SHORT EXERCISE 1 ->
Answer these questions from the excerpt about Lovell's driving:
(a) On what date was Lovell speeding through Hanham with the police behind him?
(b) Whose car was he driving, and what make and model was it?
(c) Where did he challenge John Fleming to a race?
SHORT EXERCISE 2 -> Rewrite the part of the excerpt about Lovell's driving that opens with "It was perhaps" and closes with "become a reality.", putting "prediction" in place of "prophecy".

EXCERPT PROVIDED ->

◆ ◆ ◆ ◆

It was perhaps the only real truth he had ever uttered. Fourteen years later, on the afternoon of 27 January 2013, he did not know that his chilling prophecy was about to become a reality.
What Lovell did know, speeding in his partner’s Citroen Picasso through Hanham, the police now on his tail, sirens blazing, was that he should never have been in that car in the first place—he was serving a driving ban, having been disqualified from driving. It was not ignorance of the law that had driven him to take the wheel of a car that afternoon; he had simply chosen to ignore it. Neither was it the first time he had been banned from driving. He had committed 11 offences of driving while disqualified and been convicted for dangerous driving four times. Not that he seemed to care: two weeks earlier, he had met an acquaintance, John Fleming—nicknamed “Johnny Fireball”—outside the Jolly Sailor pub on Hanham high street, where he challenged him to a race. “He said, ‘Come on, Johnny Fireball. Let’s have a race. I’ve got a fast car put down’”, Fleming later recalled, adding that Lovell also told him, “I don’t care if I do 90 mph and hit someone.”

◆ ◆ ◆ ◆

[Stored dataset items]

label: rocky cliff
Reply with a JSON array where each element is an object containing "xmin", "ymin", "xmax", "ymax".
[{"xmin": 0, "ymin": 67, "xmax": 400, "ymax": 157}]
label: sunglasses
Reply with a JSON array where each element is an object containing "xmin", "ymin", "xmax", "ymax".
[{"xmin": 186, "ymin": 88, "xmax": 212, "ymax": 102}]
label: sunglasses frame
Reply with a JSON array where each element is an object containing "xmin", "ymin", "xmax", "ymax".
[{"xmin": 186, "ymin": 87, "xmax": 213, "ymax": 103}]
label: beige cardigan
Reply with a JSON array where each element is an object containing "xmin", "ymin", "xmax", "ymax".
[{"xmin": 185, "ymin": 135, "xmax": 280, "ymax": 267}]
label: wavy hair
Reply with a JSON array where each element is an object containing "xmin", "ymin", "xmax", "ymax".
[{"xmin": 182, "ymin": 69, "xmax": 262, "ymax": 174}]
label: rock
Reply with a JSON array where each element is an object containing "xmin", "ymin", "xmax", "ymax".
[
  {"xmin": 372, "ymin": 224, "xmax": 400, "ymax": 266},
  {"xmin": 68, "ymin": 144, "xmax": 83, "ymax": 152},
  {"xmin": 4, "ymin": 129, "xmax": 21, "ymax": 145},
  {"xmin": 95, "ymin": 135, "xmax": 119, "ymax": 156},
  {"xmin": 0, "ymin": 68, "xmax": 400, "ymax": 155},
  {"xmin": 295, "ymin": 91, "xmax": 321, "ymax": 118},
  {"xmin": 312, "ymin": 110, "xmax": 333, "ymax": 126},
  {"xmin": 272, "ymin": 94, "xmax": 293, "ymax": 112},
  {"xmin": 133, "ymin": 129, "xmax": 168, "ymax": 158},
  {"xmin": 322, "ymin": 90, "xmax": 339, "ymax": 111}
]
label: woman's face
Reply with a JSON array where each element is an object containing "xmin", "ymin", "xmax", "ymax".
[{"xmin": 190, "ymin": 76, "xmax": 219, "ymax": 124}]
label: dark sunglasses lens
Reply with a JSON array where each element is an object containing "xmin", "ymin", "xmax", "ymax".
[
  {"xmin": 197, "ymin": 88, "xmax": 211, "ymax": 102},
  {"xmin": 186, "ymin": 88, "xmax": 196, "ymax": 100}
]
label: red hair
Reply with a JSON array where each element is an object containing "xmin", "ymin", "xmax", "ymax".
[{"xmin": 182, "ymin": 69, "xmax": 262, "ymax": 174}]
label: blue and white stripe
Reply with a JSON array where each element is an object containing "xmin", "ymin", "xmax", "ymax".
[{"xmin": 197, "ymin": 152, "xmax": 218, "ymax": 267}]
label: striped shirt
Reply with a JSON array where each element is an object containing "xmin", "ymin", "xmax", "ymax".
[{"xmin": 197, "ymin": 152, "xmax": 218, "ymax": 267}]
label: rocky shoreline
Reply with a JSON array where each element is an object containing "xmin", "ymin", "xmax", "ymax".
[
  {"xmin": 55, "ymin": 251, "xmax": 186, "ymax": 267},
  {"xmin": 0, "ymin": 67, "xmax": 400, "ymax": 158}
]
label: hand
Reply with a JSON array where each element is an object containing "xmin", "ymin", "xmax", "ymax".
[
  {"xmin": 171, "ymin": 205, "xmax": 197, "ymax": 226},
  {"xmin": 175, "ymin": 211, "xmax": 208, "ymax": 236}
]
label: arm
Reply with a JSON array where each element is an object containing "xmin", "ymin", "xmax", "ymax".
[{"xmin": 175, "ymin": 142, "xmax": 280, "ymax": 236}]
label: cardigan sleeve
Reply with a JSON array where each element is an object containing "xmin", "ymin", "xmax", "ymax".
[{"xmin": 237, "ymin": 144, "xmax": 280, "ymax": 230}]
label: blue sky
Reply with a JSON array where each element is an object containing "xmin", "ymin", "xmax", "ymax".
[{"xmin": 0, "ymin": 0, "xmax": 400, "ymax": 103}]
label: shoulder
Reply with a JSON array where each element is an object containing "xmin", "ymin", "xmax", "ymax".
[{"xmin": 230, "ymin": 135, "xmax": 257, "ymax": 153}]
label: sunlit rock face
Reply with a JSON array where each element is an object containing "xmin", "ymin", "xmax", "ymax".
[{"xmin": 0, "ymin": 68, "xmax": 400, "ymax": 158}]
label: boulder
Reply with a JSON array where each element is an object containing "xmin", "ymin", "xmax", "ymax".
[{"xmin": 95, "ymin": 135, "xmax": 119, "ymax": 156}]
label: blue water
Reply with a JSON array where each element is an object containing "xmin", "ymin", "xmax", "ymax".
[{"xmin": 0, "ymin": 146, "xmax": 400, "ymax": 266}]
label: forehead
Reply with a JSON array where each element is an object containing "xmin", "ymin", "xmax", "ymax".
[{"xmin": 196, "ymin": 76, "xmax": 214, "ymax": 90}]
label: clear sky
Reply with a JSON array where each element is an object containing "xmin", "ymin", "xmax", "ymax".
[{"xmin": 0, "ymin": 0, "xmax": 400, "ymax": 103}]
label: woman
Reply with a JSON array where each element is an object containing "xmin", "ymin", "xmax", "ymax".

◆ ◆ ◆ ◆

CORRECT RESPONSE 1 ->
(a) 27 January 2013
(b) His partner's car, a Citroen Picasso
(c) Outside the Jolly Sailor pub on Hanham high street

CORRECT RESPONSE 2 ->
It was perhaps the only real truth he had ever uttered. Fourteen years later, on the afternoon of 27 January 2013, he did not know that his chilling prediction was about to become a reality.